→ DATA SECTION
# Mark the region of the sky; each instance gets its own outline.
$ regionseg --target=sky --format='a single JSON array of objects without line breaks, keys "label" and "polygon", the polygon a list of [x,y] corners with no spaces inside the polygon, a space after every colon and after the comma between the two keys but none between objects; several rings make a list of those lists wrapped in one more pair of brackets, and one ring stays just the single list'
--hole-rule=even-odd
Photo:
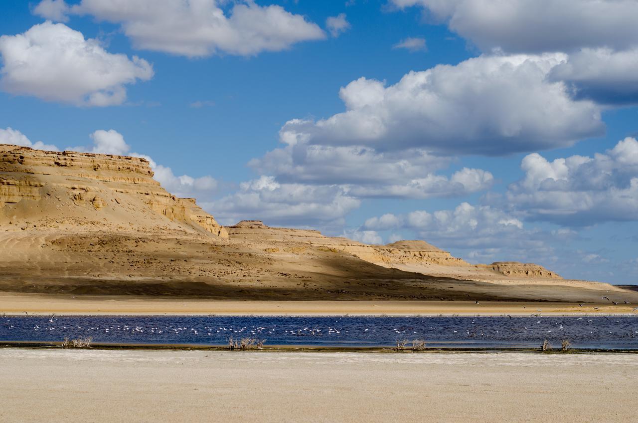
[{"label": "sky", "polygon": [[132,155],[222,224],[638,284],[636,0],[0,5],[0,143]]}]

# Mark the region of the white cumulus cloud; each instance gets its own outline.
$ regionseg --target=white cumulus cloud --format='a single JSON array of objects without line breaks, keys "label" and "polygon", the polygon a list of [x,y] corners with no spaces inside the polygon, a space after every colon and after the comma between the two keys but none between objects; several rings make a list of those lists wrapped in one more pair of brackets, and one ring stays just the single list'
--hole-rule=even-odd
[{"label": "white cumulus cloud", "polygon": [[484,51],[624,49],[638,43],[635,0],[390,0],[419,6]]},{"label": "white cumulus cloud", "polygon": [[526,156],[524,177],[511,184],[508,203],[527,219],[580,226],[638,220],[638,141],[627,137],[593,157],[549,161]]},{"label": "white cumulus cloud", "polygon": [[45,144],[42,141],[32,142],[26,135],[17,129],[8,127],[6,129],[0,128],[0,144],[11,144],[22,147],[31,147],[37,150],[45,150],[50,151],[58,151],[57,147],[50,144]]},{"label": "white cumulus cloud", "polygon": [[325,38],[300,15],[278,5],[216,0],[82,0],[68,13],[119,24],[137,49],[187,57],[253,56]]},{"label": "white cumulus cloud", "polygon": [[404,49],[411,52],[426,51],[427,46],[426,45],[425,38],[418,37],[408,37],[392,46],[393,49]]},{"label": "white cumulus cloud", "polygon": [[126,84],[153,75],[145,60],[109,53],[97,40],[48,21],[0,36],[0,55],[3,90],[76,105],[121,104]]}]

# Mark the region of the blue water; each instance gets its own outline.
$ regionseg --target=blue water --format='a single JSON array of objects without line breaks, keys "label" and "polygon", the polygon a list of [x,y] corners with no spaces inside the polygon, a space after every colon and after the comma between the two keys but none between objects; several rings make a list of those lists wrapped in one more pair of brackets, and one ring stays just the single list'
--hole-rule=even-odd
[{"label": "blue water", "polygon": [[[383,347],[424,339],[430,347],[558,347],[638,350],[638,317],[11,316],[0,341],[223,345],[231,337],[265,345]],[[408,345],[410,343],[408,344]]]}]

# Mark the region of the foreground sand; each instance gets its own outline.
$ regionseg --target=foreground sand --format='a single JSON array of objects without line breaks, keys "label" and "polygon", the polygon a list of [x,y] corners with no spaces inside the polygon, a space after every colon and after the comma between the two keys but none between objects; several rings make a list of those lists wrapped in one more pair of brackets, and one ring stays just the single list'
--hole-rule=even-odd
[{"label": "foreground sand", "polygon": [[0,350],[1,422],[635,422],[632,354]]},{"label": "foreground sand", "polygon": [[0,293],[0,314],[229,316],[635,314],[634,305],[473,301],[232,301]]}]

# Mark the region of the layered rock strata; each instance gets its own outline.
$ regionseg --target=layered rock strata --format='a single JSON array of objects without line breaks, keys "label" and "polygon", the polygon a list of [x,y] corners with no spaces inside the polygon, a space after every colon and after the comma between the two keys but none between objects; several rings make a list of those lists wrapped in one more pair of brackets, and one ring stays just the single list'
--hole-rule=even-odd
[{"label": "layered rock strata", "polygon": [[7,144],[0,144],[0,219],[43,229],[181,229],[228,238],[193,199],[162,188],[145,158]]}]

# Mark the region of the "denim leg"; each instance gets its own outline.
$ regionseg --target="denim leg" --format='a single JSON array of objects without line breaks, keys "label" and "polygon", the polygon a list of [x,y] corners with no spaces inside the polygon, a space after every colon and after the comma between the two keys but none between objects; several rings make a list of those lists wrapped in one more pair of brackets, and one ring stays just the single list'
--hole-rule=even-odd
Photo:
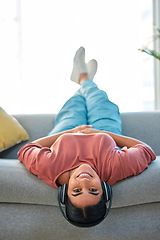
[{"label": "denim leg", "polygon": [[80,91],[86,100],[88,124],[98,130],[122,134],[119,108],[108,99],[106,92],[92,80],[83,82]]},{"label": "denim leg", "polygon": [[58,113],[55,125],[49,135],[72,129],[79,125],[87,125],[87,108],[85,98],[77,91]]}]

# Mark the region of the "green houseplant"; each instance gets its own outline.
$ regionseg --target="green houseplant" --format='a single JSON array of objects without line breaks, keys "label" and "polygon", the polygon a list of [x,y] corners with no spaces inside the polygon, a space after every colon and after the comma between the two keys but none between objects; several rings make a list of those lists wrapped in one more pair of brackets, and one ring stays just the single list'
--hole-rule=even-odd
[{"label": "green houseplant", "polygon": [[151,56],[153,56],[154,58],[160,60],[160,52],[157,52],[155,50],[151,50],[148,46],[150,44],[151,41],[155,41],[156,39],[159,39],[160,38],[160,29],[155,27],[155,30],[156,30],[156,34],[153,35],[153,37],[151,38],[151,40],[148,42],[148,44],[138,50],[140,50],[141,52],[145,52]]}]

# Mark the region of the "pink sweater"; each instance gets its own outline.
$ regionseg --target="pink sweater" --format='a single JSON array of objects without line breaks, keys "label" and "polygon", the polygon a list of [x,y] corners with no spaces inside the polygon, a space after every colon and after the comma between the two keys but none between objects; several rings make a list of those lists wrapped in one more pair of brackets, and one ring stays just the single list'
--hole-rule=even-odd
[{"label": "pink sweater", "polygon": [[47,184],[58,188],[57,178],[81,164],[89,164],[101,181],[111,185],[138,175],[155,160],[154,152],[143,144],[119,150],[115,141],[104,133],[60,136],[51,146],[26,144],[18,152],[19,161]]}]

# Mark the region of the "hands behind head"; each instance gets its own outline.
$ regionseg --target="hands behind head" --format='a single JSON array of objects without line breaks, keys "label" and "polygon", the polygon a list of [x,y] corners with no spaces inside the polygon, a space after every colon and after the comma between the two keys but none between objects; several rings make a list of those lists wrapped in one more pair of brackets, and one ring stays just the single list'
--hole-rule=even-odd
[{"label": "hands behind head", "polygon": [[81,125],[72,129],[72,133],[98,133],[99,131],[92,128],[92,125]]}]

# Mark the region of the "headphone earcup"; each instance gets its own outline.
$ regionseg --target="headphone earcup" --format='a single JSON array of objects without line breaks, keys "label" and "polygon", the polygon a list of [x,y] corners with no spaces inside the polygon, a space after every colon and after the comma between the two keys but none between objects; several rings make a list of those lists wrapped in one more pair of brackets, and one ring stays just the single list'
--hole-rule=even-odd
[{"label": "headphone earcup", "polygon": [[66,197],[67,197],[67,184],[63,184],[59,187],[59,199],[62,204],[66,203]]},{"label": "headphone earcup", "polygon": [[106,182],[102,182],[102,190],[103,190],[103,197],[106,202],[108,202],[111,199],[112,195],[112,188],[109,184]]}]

--

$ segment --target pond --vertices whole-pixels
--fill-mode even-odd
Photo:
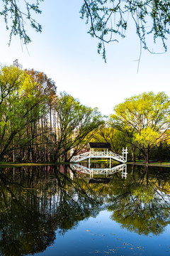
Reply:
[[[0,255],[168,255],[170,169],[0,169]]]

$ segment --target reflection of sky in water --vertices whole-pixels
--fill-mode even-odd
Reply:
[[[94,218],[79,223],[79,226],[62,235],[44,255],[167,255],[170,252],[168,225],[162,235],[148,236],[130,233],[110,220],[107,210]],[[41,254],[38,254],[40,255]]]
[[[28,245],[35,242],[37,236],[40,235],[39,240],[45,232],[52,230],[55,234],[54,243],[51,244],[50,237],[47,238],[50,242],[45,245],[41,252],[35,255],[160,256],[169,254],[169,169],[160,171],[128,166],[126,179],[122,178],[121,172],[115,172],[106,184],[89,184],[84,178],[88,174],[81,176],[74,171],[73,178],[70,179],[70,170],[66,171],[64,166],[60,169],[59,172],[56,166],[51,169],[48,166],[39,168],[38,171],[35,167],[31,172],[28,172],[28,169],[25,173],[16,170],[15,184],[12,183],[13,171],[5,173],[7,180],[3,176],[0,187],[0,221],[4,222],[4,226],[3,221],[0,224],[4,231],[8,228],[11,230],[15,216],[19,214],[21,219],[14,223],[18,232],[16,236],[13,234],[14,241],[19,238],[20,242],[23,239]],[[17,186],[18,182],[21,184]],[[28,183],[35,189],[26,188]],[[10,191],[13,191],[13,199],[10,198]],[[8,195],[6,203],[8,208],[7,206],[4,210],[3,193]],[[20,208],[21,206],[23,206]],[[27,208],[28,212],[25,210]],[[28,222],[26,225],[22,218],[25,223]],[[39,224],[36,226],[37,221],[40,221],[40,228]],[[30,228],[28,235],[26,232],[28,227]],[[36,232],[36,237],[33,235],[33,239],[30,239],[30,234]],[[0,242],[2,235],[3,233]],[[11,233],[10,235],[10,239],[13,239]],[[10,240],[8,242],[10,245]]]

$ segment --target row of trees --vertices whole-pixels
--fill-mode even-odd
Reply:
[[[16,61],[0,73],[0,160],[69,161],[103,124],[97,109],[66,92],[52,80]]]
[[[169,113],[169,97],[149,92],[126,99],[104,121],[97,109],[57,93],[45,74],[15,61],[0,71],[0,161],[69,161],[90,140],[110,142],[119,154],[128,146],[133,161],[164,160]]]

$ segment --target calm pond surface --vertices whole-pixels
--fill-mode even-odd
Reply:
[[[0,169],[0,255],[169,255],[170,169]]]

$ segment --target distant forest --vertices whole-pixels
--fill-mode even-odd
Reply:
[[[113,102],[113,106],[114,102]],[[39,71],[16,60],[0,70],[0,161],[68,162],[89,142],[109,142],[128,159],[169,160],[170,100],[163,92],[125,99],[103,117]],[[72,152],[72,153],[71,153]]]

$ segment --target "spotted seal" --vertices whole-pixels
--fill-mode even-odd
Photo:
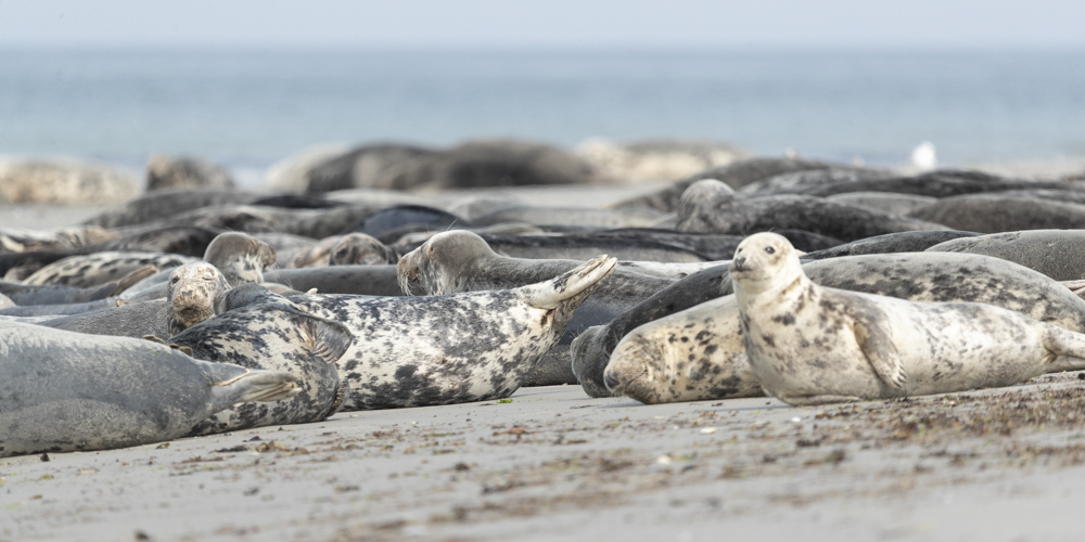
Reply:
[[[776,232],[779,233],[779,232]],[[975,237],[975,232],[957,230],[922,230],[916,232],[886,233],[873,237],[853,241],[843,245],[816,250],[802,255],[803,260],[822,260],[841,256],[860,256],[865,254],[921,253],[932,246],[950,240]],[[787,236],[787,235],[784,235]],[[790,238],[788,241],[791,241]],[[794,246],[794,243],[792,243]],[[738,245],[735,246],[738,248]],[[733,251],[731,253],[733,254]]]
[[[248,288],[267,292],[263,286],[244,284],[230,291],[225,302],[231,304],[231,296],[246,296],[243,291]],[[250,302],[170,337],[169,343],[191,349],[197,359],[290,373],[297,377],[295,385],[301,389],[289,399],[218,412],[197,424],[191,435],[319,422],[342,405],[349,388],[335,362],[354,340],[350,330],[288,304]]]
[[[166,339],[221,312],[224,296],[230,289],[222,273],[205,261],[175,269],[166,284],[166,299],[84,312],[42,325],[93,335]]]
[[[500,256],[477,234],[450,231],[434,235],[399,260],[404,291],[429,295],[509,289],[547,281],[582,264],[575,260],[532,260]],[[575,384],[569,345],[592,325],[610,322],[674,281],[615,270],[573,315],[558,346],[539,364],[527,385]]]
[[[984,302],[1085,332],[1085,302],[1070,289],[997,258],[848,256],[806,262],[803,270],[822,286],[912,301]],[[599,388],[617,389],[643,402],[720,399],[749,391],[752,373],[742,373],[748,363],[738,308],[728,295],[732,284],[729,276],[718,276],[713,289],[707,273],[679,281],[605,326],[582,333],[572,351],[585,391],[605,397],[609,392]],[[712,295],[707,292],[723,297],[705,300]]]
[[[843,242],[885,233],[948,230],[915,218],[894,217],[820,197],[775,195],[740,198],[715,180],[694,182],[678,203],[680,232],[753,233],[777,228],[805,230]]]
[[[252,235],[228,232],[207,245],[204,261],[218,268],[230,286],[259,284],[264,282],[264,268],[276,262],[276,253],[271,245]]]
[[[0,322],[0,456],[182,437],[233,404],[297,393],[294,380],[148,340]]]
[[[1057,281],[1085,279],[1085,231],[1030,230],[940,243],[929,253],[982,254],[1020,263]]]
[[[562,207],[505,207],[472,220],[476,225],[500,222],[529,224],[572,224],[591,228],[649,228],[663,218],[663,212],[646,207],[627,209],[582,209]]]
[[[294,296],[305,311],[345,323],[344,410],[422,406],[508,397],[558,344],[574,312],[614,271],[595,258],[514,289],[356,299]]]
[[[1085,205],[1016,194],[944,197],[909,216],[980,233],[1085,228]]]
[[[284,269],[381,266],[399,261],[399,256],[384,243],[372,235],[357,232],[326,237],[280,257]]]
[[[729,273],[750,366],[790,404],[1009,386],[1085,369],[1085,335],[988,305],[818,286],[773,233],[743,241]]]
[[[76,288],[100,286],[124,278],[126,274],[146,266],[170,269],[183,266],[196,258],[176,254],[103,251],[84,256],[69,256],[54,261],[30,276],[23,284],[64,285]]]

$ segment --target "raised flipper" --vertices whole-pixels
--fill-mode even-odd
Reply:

* * *

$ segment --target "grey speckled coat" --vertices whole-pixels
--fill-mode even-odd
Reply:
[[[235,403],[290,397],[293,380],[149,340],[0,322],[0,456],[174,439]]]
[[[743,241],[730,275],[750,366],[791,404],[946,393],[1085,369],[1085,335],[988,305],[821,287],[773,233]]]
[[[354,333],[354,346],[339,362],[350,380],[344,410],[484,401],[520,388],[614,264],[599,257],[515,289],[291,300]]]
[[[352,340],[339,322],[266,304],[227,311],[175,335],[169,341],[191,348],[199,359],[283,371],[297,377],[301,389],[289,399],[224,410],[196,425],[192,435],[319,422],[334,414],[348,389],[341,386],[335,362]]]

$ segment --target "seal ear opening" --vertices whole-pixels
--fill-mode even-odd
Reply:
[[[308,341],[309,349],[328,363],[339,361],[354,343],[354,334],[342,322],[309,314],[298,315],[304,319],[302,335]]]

→ EXERCISE DIRECTIONS
Pull out every line of the material above that contains the string "vertices", and copy each one in its original order.

→ ANSWER TO THIS EXERCISE
$ segment --target pond --vertices whole-pixels
$ segment --target reflection of sky in water --vertices whole-pixels
$ segment --target row of trees --vertices whole-pixels
$ segment --target calm pond surface --vertices whole-pixels
$ segment --target distant forest --vertices whole-pixels
$ segment --target "spotted seal" --vertices whole-pixels
$ segment --target "raised flipper" --vertices whole-pixels
$ segment --target "grey speckled coat" --vertices whole-pixels
$ segment --target "seal ear opening" --vertices whole-pixels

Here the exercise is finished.